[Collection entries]

========================================

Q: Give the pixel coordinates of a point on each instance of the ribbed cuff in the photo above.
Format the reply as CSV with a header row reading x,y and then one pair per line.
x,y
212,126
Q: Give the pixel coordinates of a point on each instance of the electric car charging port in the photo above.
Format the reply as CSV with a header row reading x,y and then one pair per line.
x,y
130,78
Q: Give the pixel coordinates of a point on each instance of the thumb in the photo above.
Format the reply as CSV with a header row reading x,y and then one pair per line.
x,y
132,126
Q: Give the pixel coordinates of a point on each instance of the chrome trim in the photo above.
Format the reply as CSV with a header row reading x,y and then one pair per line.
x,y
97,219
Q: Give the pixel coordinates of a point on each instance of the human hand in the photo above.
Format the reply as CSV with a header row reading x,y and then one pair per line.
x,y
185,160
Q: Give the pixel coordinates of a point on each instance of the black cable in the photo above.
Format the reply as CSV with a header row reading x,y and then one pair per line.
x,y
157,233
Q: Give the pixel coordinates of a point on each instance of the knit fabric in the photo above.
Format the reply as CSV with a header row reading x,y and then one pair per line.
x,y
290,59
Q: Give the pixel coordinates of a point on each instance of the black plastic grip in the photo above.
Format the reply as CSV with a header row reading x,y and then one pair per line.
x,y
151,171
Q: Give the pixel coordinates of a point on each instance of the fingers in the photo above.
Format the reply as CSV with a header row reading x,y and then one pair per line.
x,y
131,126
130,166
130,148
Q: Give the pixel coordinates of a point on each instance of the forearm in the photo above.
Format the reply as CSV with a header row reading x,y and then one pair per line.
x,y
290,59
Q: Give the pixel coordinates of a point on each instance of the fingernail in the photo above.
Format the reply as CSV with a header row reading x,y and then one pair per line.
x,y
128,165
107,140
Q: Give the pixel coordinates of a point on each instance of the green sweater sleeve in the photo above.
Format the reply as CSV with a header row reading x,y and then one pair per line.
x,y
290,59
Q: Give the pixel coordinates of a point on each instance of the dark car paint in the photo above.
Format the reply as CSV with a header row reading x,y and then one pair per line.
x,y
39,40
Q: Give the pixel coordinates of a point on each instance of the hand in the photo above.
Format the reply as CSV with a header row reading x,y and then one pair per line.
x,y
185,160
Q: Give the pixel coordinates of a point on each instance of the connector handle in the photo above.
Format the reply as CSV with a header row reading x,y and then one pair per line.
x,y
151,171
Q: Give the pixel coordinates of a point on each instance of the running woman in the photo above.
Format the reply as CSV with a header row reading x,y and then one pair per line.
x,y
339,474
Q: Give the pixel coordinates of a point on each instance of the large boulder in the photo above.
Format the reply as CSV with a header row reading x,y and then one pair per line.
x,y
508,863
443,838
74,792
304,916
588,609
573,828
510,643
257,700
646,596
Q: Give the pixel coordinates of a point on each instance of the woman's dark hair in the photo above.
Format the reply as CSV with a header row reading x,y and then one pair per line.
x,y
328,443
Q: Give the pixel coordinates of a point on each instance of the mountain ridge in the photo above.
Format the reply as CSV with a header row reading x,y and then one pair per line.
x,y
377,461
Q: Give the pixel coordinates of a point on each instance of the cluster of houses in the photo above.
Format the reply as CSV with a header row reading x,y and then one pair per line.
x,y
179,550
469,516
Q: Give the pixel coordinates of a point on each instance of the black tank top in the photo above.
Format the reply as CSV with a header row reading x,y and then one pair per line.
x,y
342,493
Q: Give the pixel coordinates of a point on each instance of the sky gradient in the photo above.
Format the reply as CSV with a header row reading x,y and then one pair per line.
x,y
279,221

========================================

Lines after the one containing "trim in the photo above." are left out; every line from the start of the entries through that line is restated word for word.

▶ **Response to this task**:
Q: Give the pixel coordinates of a point on each instance of the ribbed cuff in the photo above.
Format the reply as CSV with a header row reading x,y and then one pair per line.
x,y
212,126
Q: Give the pixel coordinates of a point on each instance of the electric car charging port in the photo above.
Format the reply as CSV with a header row reading x,y and then one pair per line.
x,y
130,78
Q: Give the pixel coordinates of a point on each instance of the thumb in the photo above.
Format the reply as CSV with a header row reading x,y and then one pair per line.
x,y
132,126
Q: Give the pixel coordinates of a point on each instance of the chrome trim in the photo above.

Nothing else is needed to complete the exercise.